### GIVEN REQUEST
State how many lines of the data below contain the string "Target". Give only the number.

### RECORD SET
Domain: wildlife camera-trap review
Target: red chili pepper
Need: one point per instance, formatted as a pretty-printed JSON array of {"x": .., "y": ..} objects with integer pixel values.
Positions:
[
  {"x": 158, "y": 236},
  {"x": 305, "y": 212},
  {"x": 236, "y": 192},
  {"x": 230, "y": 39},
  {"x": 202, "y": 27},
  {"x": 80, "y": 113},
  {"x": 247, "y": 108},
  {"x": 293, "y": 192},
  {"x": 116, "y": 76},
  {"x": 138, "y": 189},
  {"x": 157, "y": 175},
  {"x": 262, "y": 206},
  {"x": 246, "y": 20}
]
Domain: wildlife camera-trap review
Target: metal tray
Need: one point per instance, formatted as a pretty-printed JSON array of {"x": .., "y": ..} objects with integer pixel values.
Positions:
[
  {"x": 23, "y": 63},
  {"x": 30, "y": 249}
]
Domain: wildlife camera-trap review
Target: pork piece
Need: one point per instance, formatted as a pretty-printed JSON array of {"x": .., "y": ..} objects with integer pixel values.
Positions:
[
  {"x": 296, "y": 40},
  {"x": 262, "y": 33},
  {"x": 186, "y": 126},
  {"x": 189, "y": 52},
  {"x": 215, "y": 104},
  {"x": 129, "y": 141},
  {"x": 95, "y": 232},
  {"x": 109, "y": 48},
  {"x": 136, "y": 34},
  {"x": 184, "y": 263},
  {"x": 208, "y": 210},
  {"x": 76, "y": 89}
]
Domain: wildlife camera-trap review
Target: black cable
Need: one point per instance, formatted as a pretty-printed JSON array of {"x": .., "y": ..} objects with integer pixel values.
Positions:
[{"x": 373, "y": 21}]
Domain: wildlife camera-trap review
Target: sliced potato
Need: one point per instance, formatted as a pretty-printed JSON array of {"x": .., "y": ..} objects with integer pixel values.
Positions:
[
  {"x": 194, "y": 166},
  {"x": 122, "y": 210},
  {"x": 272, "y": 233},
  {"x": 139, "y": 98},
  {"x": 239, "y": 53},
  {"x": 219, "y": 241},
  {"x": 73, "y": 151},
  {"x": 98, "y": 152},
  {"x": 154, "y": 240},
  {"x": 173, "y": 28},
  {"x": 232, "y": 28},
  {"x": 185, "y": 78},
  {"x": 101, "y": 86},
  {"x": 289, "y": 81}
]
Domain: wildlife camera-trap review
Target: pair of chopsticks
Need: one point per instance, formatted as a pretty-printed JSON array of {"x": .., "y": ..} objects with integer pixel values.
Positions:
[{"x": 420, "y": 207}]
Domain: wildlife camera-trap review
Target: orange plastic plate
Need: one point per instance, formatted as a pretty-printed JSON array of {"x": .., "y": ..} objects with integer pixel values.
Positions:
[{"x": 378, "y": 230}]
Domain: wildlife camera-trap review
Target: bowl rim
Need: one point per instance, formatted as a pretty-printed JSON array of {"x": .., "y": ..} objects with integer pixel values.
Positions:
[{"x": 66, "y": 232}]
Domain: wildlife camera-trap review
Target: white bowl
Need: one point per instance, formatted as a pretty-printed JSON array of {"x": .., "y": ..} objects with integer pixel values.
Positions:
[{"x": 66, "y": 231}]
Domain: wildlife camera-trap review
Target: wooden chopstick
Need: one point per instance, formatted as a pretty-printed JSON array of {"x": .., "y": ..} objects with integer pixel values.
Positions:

### PROBLEM SOLUTION
10